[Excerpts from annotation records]
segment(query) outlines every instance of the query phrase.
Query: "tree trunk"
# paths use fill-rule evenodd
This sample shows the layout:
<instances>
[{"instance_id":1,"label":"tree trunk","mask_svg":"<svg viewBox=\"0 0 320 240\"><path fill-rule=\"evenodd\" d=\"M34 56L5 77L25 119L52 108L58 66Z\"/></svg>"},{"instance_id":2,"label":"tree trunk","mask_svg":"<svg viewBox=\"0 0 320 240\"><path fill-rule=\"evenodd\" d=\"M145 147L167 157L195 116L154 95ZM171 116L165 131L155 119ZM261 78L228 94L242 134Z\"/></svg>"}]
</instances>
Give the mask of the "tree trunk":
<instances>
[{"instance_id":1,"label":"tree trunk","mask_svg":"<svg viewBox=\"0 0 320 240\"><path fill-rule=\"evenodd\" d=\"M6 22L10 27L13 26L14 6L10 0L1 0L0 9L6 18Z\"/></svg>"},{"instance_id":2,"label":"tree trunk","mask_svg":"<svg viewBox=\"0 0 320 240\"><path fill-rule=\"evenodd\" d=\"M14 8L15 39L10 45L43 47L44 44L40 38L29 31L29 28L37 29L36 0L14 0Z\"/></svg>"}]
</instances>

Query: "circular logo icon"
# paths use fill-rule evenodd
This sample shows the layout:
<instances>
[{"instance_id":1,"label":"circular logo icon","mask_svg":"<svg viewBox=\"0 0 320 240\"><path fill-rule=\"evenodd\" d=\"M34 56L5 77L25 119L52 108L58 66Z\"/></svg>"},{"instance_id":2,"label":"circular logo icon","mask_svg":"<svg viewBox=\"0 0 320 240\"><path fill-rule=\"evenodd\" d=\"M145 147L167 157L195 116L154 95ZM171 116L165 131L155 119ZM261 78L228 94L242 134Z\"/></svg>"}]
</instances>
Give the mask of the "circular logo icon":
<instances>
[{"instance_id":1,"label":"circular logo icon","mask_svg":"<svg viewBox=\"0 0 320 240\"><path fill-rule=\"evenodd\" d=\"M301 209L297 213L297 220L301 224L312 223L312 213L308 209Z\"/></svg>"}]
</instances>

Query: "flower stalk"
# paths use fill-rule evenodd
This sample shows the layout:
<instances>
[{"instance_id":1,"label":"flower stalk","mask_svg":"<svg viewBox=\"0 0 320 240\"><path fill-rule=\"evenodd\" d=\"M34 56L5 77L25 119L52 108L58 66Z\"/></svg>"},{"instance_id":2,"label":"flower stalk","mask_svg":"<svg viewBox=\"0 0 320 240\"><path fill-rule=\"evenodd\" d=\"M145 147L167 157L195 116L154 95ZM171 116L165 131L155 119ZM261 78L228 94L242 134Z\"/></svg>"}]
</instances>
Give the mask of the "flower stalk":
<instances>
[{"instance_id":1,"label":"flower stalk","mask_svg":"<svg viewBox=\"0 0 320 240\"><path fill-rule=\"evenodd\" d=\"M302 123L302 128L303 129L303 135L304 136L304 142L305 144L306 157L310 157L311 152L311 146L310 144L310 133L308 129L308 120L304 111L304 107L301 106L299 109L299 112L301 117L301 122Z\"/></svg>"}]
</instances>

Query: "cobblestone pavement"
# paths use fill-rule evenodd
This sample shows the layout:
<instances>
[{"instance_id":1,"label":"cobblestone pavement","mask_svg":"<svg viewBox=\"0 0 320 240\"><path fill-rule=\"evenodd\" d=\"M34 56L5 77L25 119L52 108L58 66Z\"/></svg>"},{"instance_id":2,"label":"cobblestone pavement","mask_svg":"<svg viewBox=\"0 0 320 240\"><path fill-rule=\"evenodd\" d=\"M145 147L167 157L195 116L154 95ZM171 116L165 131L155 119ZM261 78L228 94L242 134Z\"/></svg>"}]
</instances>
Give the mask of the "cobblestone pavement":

## Task details
Gather every line of the records that contains the word "pavement", and copy each one in full.

## Task response
Query: "cobblestone pavement"
[{"instance_id":1,"label":"cobblestone pavement","mask_svg":"<svg viewBox=\"0 0 320 240\"><path fill-rule=\"evenodd\" d=\"M34 56L5 77L25 119L52 108L58 66Z\"/></svg>"},{"instance_id":2,"label":"cobblestone pavement","mask_svg":"<svg viewBox=\"0 0 320 240\"><path fill-rule=\"evenodd\" d=\"M145 147L167 157L195 116L154 95ZM171 116L165 131L155 119ZM261 78L228 94L242 134Z\"/></svg>"}]
Give the mask of the "cobblestone pavement":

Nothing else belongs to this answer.